» WHAT THE EXERCISE ASKS:
Please copy out each of the items below word for word, with nothing changed.

Position annotation items:
------

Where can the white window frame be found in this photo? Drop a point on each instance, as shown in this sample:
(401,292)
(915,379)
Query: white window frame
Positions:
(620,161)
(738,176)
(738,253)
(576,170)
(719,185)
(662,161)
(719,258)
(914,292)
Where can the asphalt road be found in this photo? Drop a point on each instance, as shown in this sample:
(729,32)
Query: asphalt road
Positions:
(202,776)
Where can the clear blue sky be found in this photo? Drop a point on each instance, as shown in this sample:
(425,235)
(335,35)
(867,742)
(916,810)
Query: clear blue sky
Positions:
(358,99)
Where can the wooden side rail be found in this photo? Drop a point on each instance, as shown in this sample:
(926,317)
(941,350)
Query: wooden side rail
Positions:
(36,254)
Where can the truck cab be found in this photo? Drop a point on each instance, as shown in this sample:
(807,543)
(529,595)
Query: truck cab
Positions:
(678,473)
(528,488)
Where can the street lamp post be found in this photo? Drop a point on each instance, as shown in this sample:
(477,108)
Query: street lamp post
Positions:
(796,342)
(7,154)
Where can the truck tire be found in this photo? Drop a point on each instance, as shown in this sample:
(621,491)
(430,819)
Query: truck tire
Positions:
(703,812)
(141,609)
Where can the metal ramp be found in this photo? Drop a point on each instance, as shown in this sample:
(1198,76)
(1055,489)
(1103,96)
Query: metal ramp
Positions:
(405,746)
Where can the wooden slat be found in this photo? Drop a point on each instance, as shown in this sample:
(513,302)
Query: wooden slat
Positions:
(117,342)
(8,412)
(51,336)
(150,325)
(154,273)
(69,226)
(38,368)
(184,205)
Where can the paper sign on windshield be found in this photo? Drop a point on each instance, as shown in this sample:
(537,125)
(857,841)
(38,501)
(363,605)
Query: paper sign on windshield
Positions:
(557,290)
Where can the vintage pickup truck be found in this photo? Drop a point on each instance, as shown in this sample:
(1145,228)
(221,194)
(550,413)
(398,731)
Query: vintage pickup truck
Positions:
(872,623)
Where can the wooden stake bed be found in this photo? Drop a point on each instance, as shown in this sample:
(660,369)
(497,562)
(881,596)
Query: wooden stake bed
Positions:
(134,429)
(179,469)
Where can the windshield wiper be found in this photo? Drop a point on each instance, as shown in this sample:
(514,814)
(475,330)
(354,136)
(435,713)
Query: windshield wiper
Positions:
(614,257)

------

» RESULT:
Where can the white window frame be found in this photo? Drop a point on each instance, as shown in this sample:
(401,292)
(915,379)
Query: white window frame
Positions:
(620,161)
(738,176)
(738,253)
(576,170)
(719,185)
(662,161)
(719,258)
(914,292)
Where can the asphalt road be found in this photo? Drop a point on each instance, as shown in this sample:
(729,32)
Query: asphalt road
Positions:
(202,776)
Where can the clear blue sky be found in this photo? Drop a point on each instance, as shown in this sample:
(425,235)
(335,35)
(867,742)
(916,810)
Query: clear blue sky
Positions:
(358,99)
Where can the wooden side rail be found in this photo? Drop a point on each instance, as shown in this sample:
(926,317)
(941,350)
Query: wooden side rail
Positions:
(36,254)
Where can the truck cab be found in this photo? Drop a point on each instance, as shown in this sample:
(807,543)
(529,595)
Query: truck cab
Positions:
(678,473)
(528,488)
Where can the street lamp post be found in this photo? Drop a point on each instance, as shown in this sample:
(477,108)
Query: street lamp post
Positions:
(796,342)
(7,154)
Where can the truck tire be found in this photo? Drop a point on each instance, as shown in this sample:
(621,491)
(430,819)
Query: truck tire
Positions:
(703,812)
(141,609)
Where can the metal ramp be found in this photo? Drop a point on each instance, as shown in this sample:
(1198,76)
(1055,489)
(1103,96)
Query: metal ramp
Positions:
(405,746)
Where can the wooden slat be found in this photo? Drop a point on each instance, as shown in this sample:
(513,302)
Query: wooden slat
Positions:
(117,342)
(8,412)
(51,336)
(150,325)
(154,273)
(69,226)
(38,368)
(184,205)
Where can the paper sign on windshield be found in this photo? Drop a point on each instance, as shown in this sample:
(537,125)
(857,841)
(38,501)
(363,605)
Query: paper sign on windshield
Positions:
(557,290)
Where can the vintage pickup truck be found in this photo? Drop a point on each instance, as shown in this sample:
(1145,228)
(221,194)
(550,413)
(398,731)
Query: vintage pickup truck
Positions:
(872,623)
Where can the wooden stake bed be found in this photo? Drop a point on each instance, as shown in this sample:
(660,369)
(497,562)
(881,596)
Query: wooden stake bed
Positions:
(134,429)
(179,469)
Where can the windshield wiper be found in this photo? Drop a point on each instance, as shown in this sample:
(514,814)
(475,330)
(354,136)
(435,713)
Query: windshield wiper
Positions:
(614,257)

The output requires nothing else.